So your baby or child has been at their day care for a few months now and they just haven’t taken to it.

You may notice they are unhappier at home, continue to scream or cling to you at drop off, don’t engage with the other kids or staff, or have become more withdrawn.

You’ve probably decided your baby hates daycare.

It’s tough to make a decision to pull them out, especially if you’re a busy working parent. There are times when it may be necessary but before you do so, it’s important to work out what’s going on exactly.

Try to determine the cause of why your child hates daycare

Is it the centre, a specific carer, maybe another child, or separation anxiety? Depending on the root cause, there may be strategies that you and the centre can implement.



Sometimes a child just won’t settle into their daycare environment.

All the other kids might be thriving there, so it’s not necessarily a bad environment, just not the right one for your child.

If the centre can’t help make the necessary adjustments (their teaching style could be too rigid or too carefree for your child), you may need to move them elsewhere.

What this exercise asks =>
1 - In the daycare text, swap "centre" for "facility" and write out everything from "You may notice" down to "centre can implement.".
2 - Summarize the daycare text in two sentences.

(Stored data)
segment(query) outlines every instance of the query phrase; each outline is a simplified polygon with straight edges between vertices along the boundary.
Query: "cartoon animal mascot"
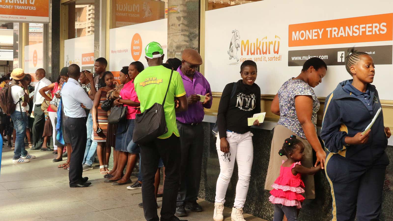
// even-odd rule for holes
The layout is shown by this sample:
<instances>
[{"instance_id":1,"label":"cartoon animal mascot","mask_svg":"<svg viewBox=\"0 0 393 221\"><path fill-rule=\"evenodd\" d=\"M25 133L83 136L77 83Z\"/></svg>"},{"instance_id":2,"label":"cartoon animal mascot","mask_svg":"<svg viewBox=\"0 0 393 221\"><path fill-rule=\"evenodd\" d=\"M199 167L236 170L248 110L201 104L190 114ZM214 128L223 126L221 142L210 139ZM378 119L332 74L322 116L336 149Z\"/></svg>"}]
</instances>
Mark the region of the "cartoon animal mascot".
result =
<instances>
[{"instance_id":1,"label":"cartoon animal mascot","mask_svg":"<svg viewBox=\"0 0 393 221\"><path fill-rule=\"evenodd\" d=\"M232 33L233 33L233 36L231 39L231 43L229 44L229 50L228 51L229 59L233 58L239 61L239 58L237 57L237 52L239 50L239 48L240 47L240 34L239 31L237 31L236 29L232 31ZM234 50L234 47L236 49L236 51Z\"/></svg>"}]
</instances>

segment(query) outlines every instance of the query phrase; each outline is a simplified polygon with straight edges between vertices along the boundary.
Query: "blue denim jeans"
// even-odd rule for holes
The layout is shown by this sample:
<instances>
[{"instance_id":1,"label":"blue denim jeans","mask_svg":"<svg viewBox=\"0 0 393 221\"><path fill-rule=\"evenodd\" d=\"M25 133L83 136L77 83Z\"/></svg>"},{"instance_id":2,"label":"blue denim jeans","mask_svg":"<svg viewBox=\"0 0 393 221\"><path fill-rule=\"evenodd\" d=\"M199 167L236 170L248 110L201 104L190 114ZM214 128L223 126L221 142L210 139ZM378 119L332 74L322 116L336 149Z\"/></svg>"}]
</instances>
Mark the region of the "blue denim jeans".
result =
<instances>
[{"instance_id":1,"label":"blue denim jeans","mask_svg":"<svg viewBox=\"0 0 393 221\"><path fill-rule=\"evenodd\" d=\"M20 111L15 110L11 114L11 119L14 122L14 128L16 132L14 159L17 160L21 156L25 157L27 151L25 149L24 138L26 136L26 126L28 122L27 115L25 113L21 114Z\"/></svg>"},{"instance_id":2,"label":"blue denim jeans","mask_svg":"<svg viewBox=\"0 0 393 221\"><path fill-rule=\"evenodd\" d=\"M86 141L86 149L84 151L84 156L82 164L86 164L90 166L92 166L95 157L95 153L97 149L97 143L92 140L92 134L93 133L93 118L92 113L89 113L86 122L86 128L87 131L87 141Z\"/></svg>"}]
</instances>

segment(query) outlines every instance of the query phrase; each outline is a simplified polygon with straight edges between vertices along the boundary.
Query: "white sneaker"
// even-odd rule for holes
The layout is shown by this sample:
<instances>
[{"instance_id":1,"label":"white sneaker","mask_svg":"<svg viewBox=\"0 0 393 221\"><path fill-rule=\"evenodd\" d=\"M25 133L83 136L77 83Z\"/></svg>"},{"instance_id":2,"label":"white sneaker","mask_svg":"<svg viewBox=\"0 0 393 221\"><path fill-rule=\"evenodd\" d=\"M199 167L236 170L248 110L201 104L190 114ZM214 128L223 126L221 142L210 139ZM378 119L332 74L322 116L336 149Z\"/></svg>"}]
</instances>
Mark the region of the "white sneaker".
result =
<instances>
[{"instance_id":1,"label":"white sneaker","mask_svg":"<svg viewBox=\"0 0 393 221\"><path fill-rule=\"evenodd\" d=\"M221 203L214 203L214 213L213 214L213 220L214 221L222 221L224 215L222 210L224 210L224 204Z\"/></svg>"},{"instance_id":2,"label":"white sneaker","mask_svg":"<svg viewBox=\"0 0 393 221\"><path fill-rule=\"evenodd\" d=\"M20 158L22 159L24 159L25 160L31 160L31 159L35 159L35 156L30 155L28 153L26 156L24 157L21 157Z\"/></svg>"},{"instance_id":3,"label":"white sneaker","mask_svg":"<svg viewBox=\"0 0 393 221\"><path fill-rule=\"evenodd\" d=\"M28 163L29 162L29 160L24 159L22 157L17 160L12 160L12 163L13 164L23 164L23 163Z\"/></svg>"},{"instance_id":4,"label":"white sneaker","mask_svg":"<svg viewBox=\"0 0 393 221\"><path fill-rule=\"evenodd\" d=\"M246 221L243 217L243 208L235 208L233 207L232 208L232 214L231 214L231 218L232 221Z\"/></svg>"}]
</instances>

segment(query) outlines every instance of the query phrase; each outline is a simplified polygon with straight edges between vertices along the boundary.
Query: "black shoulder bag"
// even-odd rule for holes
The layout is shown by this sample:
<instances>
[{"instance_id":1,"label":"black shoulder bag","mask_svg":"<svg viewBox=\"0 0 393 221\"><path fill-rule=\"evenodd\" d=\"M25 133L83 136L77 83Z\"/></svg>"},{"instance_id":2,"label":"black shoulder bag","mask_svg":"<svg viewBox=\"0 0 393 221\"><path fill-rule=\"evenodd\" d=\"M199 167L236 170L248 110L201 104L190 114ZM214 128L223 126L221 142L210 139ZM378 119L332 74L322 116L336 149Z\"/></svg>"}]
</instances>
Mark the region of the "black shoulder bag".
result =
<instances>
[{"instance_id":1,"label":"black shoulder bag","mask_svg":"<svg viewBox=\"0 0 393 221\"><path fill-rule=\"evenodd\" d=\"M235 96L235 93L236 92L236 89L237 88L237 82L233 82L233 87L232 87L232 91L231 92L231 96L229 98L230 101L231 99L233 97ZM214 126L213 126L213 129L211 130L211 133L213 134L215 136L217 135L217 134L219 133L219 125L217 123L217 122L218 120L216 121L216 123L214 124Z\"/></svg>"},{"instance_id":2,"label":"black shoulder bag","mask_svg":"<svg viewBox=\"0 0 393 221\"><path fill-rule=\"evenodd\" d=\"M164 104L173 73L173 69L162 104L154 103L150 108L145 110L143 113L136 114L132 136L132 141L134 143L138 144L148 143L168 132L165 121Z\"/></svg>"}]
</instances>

Full answers =>
1 -
You may notice they are unhappier at home, continue to scream or cling to you at drop off, don’t engage with the other kids or staff, or have become more withdrawn.

You’ve probably decided your baby hates daycare.

It’s tough to make a decision to pull them out, especially if you’re a busy working parent. There are times when it may be necessary but before you do so, it’s important to work out what’s going on exactly.

Try to determine the cause of why your child hates daycare

Is it the facility, a specific carer, maybe another child, or separation anxiety? Depending on the root cause, there may be strategies that you and the facility can implement.

2 - When a baby or child still hasn't taken to day care after a few months, it's important to work out the cause, whether the daycare itself, a specific carer, another child, or separation anxiety, before deciding to pull them out. Depending on that cause, the parent and the daycare may be able to implement strategies, but if the daycare can't make the necessary adjustments, the child may need to move elsewhere.